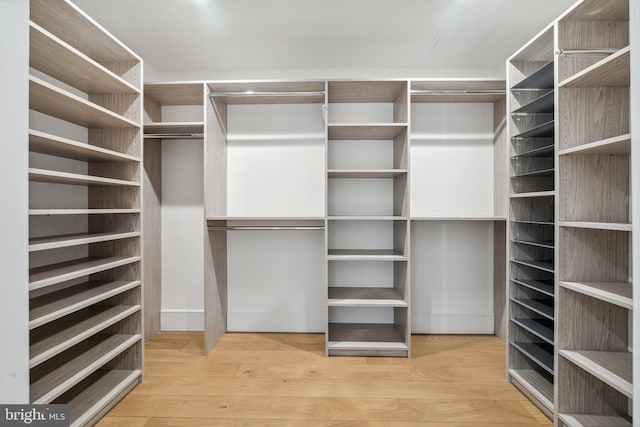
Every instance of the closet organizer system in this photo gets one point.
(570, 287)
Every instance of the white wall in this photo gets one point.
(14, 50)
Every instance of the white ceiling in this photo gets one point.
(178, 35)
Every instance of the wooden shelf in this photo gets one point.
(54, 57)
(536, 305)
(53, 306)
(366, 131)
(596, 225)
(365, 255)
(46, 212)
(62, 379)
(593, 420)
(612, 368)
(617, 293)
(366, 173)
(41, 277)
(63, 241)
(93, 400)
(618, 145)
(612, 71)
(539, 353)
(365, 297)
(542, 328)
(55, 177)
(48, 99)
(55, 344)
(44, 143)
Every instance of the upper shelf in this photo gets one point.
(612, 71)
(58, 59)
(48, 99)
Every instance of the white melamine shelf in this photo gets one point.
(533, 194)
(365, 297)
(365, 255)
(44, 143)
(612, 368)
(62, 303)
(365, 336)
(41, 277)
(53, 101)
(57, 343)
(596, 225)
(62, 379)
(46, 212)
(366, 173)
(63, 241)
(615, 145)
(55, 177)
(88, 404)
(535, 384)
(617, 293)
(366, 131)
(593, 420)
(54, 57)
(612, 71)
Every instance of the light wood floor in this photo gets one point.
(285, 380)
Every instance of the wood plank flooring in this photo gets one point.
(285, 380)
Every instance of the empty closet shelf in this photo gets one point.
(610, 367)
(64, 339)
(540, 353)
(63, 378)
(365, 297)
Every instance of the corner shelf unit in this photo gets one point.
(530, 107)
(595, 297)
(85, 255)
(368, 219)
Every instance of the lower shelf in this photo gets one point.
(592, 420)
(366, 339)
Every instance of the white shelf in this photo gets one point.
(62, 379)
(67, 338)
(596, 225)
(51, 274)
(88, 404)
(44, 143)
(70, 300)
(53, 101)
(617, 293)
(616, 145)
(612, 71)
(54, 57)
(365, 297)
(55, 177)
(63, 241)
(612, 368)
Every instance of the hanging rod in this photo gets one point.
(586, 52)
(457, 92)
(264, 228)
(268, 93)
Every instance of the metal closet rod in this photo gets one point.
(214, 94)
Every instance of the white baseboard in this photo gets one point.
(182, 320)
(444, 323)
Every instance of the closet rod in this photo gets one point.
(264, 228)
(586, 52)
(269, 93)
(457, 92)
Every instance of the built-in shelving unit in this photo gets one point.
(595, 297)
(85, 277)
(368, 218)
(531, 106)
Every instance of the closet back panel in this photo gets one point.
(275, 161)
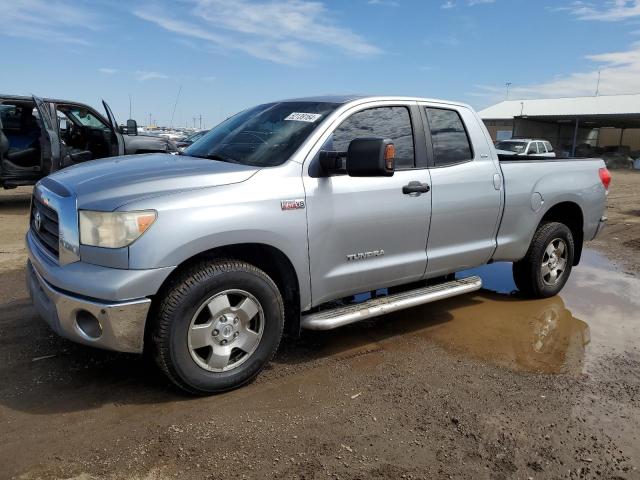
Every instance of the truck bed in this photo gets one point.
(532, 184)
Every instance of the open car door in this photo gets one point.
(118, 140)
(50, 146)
---
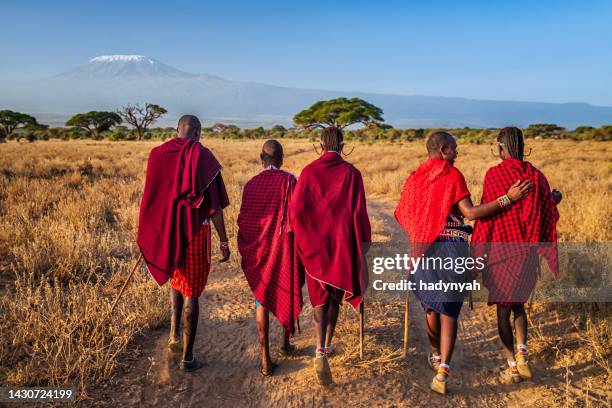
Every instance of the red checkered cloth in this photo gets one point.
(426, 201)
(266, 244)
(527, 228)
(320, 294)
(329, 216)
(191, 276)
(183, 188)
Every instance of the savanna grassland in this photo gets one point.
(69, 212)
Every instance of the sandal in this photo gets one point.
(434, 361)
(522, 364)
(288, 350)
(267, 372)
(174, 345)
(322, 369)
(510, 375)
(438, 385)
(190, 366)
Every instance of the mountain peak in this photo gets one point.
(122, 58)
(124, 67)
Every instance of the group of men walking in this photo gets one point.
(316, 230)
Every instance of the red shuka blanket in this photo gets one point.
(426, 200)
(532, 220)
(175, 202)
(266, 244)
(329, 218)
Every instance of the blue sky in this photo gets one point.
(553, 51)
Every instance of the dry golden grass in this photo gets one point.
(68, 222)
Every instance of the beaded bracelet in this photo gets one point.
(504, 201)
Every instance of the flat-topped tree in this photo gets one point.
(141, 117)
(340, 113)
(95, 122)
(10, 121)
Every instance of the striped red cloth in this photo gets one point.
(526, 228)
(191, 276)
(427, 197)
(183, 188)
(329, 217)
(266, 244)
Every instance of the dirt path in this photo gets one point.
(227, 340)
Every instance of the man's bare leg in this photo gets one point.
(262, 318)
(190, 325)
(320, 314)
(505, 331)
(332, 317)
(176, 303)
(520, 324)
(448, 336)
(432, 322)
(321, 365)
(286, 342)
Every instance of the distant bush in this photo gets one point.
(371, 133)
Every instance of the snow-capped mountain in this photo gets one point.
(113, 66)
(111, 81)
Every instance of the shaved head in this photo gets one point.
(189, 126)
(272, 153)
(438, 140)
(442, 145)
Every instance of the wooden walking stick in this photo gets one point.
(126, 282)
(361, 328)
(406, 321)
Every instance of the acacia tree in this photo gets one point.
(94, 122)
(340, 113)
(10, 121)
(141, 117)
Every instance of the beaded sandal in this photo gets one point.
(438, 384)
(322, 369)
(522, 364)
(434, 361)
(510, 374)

PROBLEM: How many lines in the records above contain the string "shelf"? Give only the number.

ANSWER TO THE EXERCISE: 7